*Stored items from a collection*:
>>
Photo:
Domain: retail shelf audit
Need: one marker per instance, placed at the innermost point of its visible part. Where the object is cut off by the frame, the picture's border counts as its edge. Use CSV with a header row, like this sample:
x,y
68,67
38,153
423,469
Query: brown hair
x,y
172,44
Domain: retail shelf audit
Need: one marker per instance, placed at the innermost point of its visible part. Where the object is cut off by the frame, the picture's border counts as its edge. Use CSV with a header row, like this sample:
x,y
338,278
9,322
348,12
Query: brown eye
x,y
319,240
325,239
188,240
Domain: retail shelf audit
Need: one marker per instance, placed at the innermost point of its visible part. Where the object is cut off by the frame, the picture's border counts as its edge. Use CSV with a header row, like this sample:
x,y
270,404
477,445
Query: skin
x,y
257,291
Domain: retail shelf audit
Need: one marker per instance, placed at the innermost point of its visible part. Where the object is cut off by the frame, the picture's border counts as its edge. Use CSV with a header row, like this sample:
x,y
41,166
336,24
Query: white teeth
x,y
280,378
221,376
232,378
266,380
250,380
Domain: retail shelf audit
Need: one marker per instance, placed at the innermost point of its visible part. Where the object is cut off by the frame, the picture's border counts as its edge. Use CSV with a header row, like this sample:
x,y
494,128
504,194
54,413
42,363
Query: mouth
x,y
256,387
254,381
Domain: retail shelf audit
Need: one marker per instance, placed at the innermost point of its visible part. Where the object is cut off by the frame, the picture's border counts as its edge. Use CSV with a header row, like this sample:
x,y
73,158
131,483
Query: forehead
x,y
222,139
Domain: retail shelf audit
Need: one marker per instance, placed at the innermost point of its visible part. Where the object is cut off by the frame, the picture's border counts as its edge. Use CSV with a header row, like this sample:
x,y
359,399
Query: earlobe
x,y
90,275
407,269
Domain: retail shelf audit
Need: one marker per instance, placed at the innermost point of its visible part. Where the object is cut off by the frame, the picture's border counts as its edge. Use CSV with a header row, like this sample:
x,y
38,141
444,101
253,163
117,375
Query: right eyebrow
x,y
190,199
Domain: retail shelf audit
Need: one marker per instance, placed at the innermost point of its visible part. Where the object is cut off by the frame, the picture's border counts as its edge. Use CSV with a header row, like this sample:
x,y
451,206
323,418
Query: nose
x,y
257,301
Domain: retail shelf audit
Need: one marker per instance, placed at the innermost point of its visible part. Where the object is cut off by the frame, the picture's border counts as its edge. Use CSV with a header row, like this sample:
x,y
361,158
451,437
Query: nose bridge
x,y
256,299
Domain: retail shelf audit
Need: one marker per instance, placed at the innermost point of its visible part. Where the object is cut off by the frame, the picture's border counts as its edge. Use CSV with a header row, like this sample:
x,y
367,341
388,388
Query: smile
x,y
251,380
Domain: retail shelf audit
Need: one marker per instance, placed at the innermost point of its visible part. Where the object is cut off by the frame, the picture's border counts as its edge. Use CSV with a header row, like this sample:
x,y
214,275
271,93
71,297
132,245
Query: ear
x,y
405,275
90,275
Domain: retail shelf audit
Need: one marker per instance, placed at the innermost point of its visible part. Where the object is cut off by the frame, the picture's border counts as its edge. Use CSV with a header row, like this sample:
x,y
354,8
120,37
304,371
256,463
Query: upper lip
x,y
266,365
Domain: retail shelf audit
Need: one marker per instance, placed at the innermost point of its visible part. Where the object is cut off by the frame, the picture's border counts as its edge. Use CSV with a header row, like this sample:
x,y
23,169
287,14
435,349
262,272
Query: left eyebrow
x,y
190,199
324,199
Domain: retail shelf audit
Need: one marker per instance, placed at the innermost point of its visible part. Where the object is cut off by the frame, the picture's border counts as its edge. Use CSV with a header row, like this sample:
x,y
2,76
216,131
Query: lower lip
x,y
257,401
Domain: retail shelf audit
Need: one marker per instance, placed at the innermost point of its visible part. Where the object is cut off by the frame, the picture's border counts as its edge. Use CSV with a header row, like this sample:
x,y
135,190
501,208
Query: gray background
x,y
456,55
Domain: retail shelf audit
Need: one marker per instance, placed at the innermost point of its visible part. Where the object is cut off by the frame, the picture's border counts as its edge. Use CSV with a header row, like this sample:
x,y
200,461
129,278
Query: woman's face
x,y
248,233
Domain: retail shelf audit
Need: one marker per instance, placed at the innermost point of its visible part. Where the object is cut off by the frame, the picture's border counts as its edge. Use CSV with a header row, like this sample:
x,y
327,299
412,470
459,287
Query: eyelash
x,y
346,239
<<
*Work request*:
Every entry must be output again, exactly as written above.

*Written response*:
Photo:
Domain: retail shelf audit
Need: one marker per instance, placed at the innermost point of its visible part. Where the object is cut off by the frame, the picture's border counts as its edge. Use CSV with a header row, like this sample:
x,y
68,67
38,153
423,469
Query: brown hair
x,y
172,44
Domain: retail shelf audit
Need: one marker per instance, placed at the innermost point of its visible part. Where the object is cut off by the frame, the picture's border counts as its edge. Use CSV with a header row, like this sample:
x,y
338,278
9,322
348,12
Query: brown eye
x,y
319,240
325,239
188,240
Domain: retail shelf audit
Need: one marker per instance, placed at the innermost point of its visible part. Where the object is cut off by the frame, the picture's border counts as its edge. Use CSV with a header row, like this sample:
x,y
270,404
477,445
Query: skin
x,y
257,291
Domain: retail shelf audit
Need: one marker per instance, placed at the innermost point of its visible part. Where the object is cut off by the frame, the picture's border counts as its edge. Use CSV with a header row, like this sample:
x,y
41,166
336,24
Query: white teeth
x,y
280,378
221,376
232,378
266,380
250,380
Domain: retail shelf audit
Need: one marker per instance, placed at the innermost point of its visible part. Where the object is cut off by the frame, the picture's border counts as its edge. Use CSV with a header row, like this sample:
x,y
494,128
504,194
54,413
42,363
Query: mouth
x,y
256,387
254,381
Domain: retail shelf audit
Need: one marker per instance, placed at the innermost point of its visible part. Where the object is cut off by the frame, the picture's border counts as its edge. Use CSV with a header row, like this sample:
x,y
73,158
131,483
Query: forehead
x,y
222,139
Domain: retail shelf audit
Need: one marker per instance, placed at the innermost point of its visible part. Where the object is cut off by the frame, the picture's border counts as its edge. Use CSV with a header row, like this sample:
x,y
359,399
Query: earlobe
x,y
90,275
407,269
Domain: retail shelf audit
Need: one marker per instance, placed at the innermost point of its visible part. Where the object is cut off by the frame, the picture's border counts as its edge. Use CSV with a header row, like this sample:
x,y
38,141
444,101
253,163
117,375
Query: right eyebrow
x,y
190,199
Domain: retail shelf audit
Need: one marker per instance, placed at the innermost point of its visible part. Where the object is cut off by the frame, the picture's border counts as its edge. Use CSV with a header row, like this sample:
x,y
451,206
323,418
Query: nose
x,y
257,301
Domain: retail shelf audit
Need: one marker per instance, placed at the innermost point of its visible part. Where the object is cut off by the frame, the picture's border counts as its edge. Use CSV with a header row, like this sample:
x,y
361,158
451,437
Query: nose bridge
x,y
256,299
Domain: retail shelf audit
Need: one marker per instance, placed at the innermost point of its visible part. Where the object is cut off by the frame, the picture's border counts as its edge. Use CSV with a header row, like this sample:
x,y
367,341
388,388
Query: smile
x,y
251,380
Domain: retail shelf audit
Need: one marker per instance, placed at the innermost point of its visible part. Where the object is cut off by the frame, the picture's border counts as its edge. Use CSV with a header row, like this sample:
x,y
214,275
271,93
71,297
132,245
Query: ear
x,y
405,275
90,275
Domain: retail shelf audit
Need: one marker per instance, placed at the innermost point of its visible part. Where the object is cut off by the frame, the picture's border counts as its edge. Use CSV with a header row, like this sample:
x,y
354,8
120,37
304,371
256,463
Query: upper lip
x,y
266,365
Domain: retail shelf audit
Need: one marker per instance, placed at the innermost point of its visible part. Where the object is cut off by the frame, the picture's border counts as its edge. Use CSV with a header row, like this sample:
x,y
23,169
287,14
435,349
262,272
Query: left eyebrow
x,y
190,199
324,199
Domain: retail shelf audit
Need: one marker per instance, placed at the innermost point of its visible part. Where the object is cut off by the frame, the picture's border counts as its edge. Use CSV with a header row, like this sample:
x,y
2,76
216,131
Query: lower lip
x,y
257,401
Domain: retail shelf audit
Need: one marker per instance, placed at the innermost point of its visible part. Where the object is cut off by the frame, the picture's border counts as its edge. Use CSV with a header row, like this sample:
x,y
135,190
501,208
Query: gray background
x,y
456,55
Domain: retail shelf audit
Need: one marker per instance, placed at the innermost point of its visible part. Where the object is cut off by the frame, the picture's border counts as its edge. Use CSV with a header row, like this sample:
x,y
200,461
129,278
Query: woman's face
x,y
248,233
Domain: retail shelf audit
Need: one marker per instance, placed at the innermost point of its visible part. Where the object is cut off by the frame, the picture's border counts as its edge. Use CSV with a header row, like this sample:
x,y
327,299
412,470
459,287
Query: eyelash
x,y
346,239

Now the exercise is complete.